■ TRECHO SELECIONADO
Essa é a violência que deveria merecer de cada um de nós uma visão mais subjetiva e apurada, uma análise mais íntima e particular, uma investigação mais profunda. Nesse sentido, o cidadão mais assertivo deveria indagar se, de alguma maneira, não está produzindo violência dentro da sua casa, da sua família, de seus afetos. No capítulo das emoções e sentimentos, nem tudo o que se concede é mensurável, mas tudo o que se deixa de conceder, pode ser avaliado, medido e arrolado em cada milésimo recusado de tato e de tempo, de escolhas mal orientadas, de amores não vivenciados.

Desde que foi produzida pela indiferença, esta é a semente da violência que mais mata: mata de morte lenta, agonizante, cruel e ensandecida. E mata mais liberalmente porque não é um mal reconhecido, identificado ou combatido. No campo minado dos afetos rotos, cambaios e trôpegos, resta-nos uma única arma que previne, trata, cura e restaura: o amor de Deus no desempenho eclético das funções de pai, noivo, marido, amigo, do grande “Eu Sou tudo quanto o homem necessita.”.

Este é o único remédio para a violência do mais sutil: o amor de Deus em suas múltiplas manifestações!

■ TAREFAS
- 1) Responda às perguntas abaixo com base no trecho sobre a violência.
(a) O que o cidadão mais assertivo deveria indagar?
(b) De que forma mata a violência produzida pela indiferença?
(c) Qual é apontado como o único remédio para a violência do mais sutil?
- 2) Segundo o trecho sobre a violência, por que a violência produzida pela indiferença mata mais liberalmente? Responda em uma a três frases.

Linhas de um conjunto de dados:
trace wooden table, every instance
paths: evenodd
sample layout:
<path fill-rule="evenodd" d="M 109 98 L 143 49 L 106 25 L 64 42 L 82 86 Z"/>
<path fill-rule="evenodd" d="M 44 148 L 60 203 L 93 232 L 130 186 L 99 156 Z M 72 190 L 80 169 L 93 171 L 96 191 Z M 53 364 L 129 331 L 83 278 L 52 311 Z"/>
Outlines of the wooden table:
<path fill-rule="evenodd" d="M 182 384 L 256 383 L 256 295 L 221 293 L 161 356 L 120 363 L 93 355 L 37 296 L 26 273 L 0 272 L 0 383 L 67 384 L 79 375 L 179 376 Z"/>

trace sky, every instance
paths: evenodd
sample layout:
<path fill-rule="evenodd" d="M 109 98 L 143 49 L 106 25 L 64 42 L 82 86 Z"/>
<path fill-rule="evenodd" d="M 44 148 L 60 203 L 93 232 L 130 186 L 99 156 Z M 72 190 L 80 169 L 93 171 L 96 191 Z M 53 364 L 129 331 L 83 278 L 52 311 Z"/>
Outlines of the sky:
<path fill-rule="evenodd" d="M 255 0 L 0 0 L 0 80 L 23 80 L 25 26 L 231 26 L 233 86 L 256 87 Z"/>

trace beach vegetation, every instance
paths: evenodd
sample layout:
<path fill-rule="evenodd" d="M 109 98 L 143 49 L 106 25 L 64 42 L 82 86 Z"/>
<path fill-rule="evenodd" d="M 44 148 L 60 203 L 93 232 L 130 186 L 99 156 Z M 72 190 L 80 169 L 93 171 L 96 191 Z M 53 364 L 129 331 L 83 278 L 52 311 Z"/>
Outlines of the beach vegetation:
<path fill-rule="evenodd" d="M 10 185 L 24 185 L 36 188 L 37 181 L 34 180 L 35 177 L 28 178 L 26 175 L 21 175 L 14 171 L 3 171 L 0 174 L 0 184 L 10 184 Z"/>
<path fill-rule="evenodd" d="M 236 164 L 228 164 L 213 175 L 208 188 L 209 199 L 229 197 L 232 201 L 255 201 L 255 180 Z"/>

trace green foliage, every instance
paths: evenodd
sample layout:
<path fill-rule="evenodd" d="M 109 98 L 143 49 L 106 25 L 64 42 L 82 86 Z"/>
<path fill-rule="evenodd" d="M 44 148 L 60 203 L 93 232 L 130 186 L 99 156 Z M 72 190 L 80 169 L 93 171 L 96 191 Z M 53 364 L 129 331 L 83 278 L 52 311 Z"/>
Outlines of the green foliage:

■ RESPOSTAS POR TAREFA
- 1)
(a) Deveria indagar se, de alguma maneira, não está produzindo violência dentro da sua casa, da sua família, de seus afetos.
(b) Mata de morte lenta, agonizante, cruel e ensandecida.
(c) O amor de Deus em suas múltiplas manifestações.

- 2) Ela mata mais liberalmente porque não é um mal reconhecido, identificado ou combatido.